## Exercise A
Reproduce the listing from its first line through the line containing "x=152, y=20", both ends included, and keep the requests and their format samples as they are. Multiply each answer coordinate by 1.2 and round to whole numbers, with halves rounding up.

## Quoted text

Rabbi A. James Rudin attended Wesleyan University and graduated from George Washington University with academic distinction. He received his Masters degree and rabbinical ordination from Hebrew Union College-Jewish Institute of Religion. He also holds honorary doctorates from Saint Leo University, Saint Martin’s University and HUC-JIR. In 1968 Rabbi Rudin began his career as a member of the American Jewish Committee professional staff serving as Director of the Interreligious Affairs Department. He is currently the AJC’s Senior Interreligious Advisor.
As chairman of the International Jewish Committee for Interreligious Consultations, Rabbi Rudin participated in ten meetings with Pope Jean Paul II. In April 2008 he was chosen by the United States Catholic Conference of Bishops to respond to Pope Benedict XVI’s address to Jewish leaders in Washington, DC. Rabbi Rudin has also participated in historic meetings with the World Council of Churches in Geneva and with Eastern Orthodox Christian leaders in Greece.

## Exercise B
In the passage about Rabbi Rudin, rewrite the part that opens with the words containing "As chairman of" and closes with "leaders in Greece.", replacing "meetings" with "sessions" wherever it occurs.

(Coordinate annotation listing)
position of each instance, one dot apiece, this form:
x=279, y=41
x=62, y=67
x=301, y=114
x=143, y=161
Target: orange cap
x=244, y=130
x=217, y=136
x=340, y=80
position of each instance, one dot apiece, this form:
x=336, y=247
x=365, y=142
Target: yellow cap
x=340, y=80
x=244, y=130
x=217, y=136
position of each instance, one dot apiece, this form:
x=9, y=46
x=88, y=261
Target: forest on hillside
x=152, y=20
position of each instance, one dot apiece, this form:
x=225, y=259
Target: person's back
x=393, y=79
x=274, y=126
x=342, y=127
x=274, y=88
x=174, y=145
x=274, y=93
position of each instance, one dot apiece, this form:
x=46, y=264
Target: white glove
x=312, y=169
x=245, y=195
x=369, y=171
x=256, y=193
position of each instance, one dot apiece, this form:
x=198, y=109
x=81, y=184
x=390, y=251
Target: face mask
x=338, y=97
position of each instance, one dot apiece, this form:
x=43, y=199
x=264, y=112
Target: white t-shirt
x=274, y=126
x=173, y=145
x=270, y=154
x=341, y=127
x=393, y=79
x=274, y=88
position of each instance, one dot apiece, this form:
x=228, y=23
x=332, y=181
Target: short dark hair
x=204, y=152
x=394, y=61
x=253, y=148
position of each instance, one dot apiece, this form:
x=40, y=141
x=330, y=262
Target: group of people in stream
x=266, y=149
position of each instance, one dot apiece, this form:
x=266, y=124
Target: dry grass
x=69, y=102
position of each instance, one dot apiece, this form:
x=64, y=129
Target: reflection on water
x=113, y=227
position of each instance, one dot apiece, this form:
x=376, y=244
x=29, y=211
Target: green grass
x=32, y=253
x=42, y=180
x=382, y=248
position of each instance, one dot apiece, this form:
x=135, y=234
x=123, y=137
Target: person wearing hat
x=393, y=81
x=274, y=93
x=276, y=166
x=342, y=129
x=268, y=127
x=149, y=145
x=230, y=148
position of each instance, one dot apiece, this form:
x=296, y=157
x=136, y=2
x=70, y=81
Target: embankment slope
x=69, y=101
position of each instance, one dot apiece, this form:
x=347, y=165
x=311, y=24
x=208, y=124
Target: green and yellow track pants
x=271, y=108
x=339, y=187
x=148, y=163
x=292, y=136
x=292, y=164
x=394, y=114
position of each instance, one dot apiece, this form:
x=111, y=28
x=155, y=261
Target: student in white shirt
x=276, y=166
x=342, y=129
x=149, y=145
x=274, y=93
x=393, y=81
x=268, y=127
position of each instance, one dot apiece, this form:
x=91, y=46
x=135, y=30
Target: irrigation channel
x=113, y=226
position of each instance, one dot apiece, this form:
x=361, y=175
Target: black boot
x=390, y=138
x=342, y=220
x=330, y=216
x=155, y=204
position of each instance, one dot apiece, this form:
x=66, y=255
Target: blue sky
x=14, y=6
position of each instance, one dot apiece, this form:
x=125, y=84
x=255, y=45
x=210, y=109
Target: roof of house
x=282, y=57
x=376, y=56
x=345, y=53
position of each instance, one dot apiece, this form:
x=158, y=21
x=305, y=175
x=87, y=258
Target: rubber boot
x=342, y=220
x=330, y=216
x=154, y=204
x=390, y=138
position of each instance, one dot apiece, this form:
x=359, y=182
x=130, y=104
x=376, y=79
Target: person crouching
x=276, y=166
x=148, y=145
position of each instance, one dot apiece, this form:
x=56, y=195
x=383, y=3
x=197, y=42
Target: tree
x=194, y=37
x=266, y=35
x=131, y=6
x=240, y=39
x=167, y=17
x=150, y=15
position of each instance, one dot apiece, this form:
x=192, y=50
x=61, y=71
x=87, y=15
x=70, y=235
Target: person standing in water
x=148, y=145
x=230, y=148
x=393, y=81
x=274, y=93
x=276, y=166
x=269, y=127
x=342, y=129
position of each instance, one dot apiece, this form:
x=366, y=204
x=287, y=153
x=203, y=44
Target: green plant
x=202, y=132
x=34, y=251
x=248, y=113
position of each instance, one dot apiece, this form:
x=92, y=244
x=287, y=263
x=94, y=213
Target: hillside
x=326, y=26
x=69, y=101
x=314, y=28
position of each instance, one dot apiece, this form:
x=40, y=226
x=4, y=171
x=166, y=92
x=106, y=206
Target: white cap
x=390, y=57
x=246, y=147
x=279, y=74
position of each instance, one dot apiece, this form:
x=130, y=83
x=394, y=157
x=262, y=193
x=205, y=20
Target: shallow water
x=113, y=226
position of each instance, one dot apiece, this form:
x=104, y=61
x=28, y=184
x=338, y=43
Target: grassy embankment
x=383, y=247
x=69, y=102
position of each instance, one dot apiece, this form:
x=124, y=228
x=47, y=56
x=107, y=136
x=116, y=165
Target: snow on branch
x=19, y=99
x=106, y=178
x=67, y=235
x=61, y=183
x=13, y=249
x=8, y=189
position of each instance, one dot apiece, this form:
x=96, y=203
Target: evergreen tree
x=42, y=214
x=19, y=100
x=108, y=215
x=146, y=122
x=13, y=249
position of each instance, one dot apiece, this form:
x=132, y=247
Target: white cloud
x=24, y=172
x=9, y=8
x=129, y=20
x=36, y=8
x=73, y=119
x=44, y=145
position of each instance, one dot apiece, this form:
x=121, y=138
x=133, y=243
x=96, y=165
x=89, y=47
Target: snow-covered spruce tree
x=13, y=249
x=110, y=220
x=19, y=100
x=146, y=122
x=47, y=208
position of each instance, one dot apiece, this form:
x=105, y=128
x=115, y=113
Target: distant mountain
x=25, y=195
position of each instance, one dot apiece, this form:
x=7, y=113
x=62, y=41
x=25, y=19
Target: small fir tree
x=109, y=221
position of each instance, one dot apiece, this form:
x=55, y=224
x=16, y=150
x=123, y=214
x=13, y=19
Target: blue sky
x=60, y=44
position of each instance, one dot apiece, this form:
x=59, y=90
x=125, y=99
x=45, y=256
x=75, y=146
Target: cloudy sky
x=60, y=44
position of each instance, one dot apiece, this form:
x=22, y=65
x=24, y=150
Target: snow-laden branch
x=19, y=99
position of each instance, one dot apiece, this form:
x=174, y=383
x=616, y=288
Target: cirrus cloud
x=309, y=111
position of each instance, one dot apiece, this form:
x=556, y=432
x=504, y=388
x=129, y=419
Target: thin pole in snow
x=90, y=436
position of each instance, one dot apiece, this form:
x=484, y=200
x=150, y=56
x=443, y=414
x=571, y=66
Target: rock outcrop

## Finished answer A
position of each instance, one dot apiece, this form:
x=279, y=41
x=62, y=67
x=301, y=114
x=143, y=161
Target: orange cap
x=293, y=156
x=260, y=163
x=408, y=96
position of each instance, one dot apiece, this form:
x=336, y=247
x=365, y=142
Target: yellow cap
x=408, y=96
x=293, y=156
x=260, y=163
position of each instance, one dot apiece, this form:
x=9, y=46
x=88, y=261
Target: forest on hillside
x=182, y=24

## Finished answer B
As chairman of the International Jewish Committee for Interreligious Consultations, Rabbi Rudin participated in ten sessions with Pope Jean Paul II. In April 2008 he was chosen by the United States Catholic Conference of Bishops to respond to Pope Benedict XVI’s address to Jewish leaders in Washington, DC. Rabbi Rudin has also participated in historic sessions with the World Council of Churches in Geneva and with Eastern Orthodox Christian leaders in Greece.